- _PASSAGE TO READ_
┄┄┄┄┄┄┄┄┄┄
One thing that particularly interests me, is which script students use in schools, universities etc
when writing reports, essays and such. Does each teacher have their own preference, which they 
express to their students, or does each student decide for themselves? And how do Serbians themselves
feel about the diagraphy - are there problems with it or is it working out smoothly?

(The reason I ask all these questions is that I've never come across an other language, except for Serbian,
 that is actively written within one country using two different scripts, and I find this to be 
quite an interesting phenomenon.)

Thanks for all answers!


----------



## Pajapatak

Hi!
 Yes, it's true, all official government documents etc. nowdays must be written in Cyrillic alphabet, but we can choose what script to use (even when we fill in official forms.) Most pepople don't even pay attention to it - after you read something, and you cover the text, you would probably not be able to tell if it was in Cyrillic or Latin alphabet, because you switch mechanically from one script to another. When I was at school (long time ago), we used to write one day in Cyrillic and one day in Latin alphabet. It's not big deal, trust me.
┄┄┄┄┄┄┄┄┄┄
- _INFORMATION PROVIDED_
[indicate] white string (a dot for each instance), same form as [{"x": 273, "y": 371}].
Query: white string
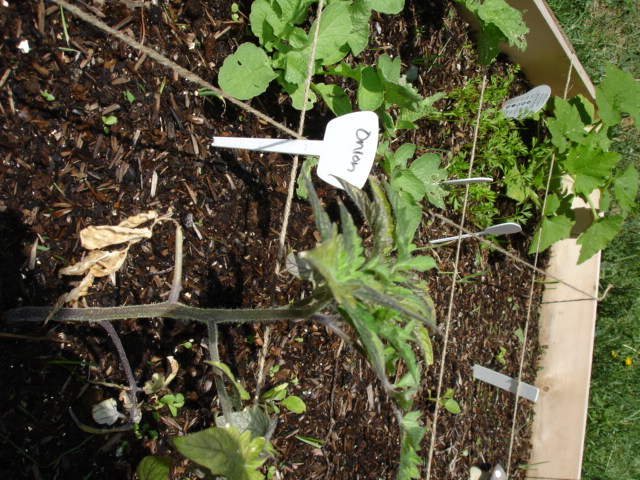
[
  {"x": 266, "y": 339},
  {"x": 523, "y": 347},
  {"x": 443, "y": 356}
]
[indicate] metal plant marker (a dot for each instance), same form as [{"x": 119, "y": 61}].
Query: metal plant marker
[
  {"x": 505, "y": 382},
  {"x": 500, "y": 229},
  {"x": 347, "y": 150},
  {"x": 466, "y": 181}
]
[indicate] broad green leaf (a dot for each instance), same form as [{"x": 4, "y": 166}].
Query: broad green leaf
[
  {"x": 390, "y": 7},
  {"x": 370, "y": 90},
  {"x": 590, "y": 167},
  {"x": 598, "y": 236},
  {"x": 294, "y": 403},
  {"x": 399, "y": 159},
  {"x": 335, "y": 98},
  {"x": 246, "y": 73},
  {"x": 625, "y": 187},
  {"x": 360, "y": 11},
  {"x": 551, "y": 230},
  {"x": 618, "y": 92},
  {"x": 552, "y": 205},
  {"x": 424, "y": 341},
  {"x": 408, "y": 215},
  {"x": 499, "y": 22},
  {"x": 411, "y": 435},
  {"x": 224, "y": 451},
  {"x": 566, "y": 126},
  {"x": 265, "y": 23},
  {"x": 333, "y": 34},
  {"x": 296, "y": 92},
  {"x": 389, "y": 69},
  {"x": 154, "y": 468},
  {"x": 451, "y": 406},
  {"x": 427, "y": 169},
  {"x": 106, "y": 412},
  {"x": 407, "y": 181}
]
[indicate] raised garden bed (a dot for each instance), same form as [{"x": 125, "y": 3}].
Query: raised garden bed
[{"x": 65, "y": 167}]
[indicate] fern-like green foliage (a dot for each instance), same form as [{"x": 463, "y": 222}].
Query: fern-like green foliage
[{"x": 378, "y": 292}]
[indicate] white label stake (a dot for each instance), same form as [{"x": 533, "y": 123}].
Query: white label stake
[
  {"x": 500, "y": 229},
  {"x": 527, "y": 104},
  {"x": 506, "y": 383},
  {"x": 347, "y": 151}
]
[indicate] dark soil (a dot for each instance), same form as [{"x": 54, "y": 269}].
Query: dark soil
[{"x": 60, "y": 171}]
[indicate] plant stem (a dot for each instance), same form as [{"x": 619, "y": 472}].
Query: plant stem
[
  {"x": 225, "y": 403},
  {"x": 134, "y": 412},
  {"x": 173, "y": 310}
]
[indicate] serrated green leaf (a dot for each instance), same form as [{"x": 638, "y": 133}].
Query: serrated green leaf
[
  {"x": 370, "y": 90},
  {"x": 590, "y": 167},
  {"x": 618, "y": 92},
  {"x": 294, "y": 404},
  {"x": 360, "y": 12},
  {"x": 598, "y": 236},
  {"x": 390, "y": 7},
  {"x": 226, "y": 371},
  {"x": 625, "y": 188},
  {"x": 550, "y": 230},
  {"x": 246, "y": 73},
  {"x": 567, "y": 125},
  {"x": 335, "y": 98},
  {"x": 154, "y": 468},
  {"x": 224, "y": 451}
]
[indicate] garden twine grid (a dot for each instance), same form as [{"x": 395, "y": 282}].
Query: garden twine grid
[{"x": 186, "y": 74}]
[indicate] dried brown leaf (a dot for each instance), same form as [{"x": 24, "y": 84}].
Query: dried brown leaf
[
  {"x": 98, "y": 263},
  {"x": 139, "y": 219},
  {"x": 95, "y": 237}
]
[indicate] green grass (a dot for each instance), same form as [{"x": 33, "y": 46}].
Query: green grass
[
  {"x": 602, "y": 31},
  {"x": 613, "y": 429}
]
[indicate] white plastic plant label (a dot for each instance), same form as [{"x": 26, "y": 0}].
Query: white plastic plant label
[
  {"x": 526, "y": 105},
  {"x": 347, "y": 150},
  {"x": 350, "y": 144}
]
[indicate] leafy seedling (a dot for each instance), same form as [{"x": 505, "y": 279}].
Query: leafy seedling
[{"x": 346, "y": 152}]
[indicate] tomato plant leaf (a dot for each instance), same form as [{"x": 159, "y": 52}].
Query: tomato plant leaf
[
  {"x": 154, "y": 468},
  {"x": 598, "y": 236},
  {"x": 224, "y": 451},
  {"x": 550, "y": 230}
]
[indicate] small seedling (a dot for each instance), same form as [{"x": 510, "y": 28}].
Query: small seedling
[
  {"x": 128, "y": 96},
  {"x": 172, "y": 401},
  {"x": 47, "y": 96}
]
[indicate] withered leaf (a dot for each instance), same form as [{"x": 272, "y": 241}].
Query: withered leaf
┄┄┄┄┄┄┄┄┄┄
- _AIM OF THE EXERCISE_
Continue the forum thread about Serbian being written in both Cyrillic and Latin script, starting right after the last reply.

- _RESULT FOR THIS TASK_
----------



## Duya

However, it has recently became a political issue, along the lines of Ukrainian vs. Russian language debate in Ukraine. Cyrillic is seen as "traditional", "national", "pro-Eastern", "conservative", "retrograde" (depending on speaker's political viewpoint), and Latin as "modern", "progressive", "pro-Western", "commercial", "imported", "imposed" or "Croatian" (again, depending on a view). "Right-wing" media (as well as state-owned)  tend to use Cyrillic, while "Left-wing" Latin. Most people simply don't mind, and read both passively, and just slightly prefer one for active use (writing). While concern for survival of Cyrillic is genuine, many people (including me) are annoyed by bigotry of "Cyrillists" who turned the campaign of preservation of Cyrillic into a crusade.


----------



## vianie

Duya said:


> "Right-wing" media (as well as state-owned)  tend to use Cyrillic, while "Left-wing" Latin



 Interesting, because I would normally think that it is contrariwise.


----------



## Duya

Here's an opinion survey (pdf) for the media in Serbia. Of interest is page 15, covering people's preferences for the script of the magazine or newspaper. In total, 64% expressed no preference, 22% slight or strong preference for Cyrillic and 13% for Latin. Residents of Vojvodina generally preferred Latin, while the rest of Serbia preferred Cyrillic.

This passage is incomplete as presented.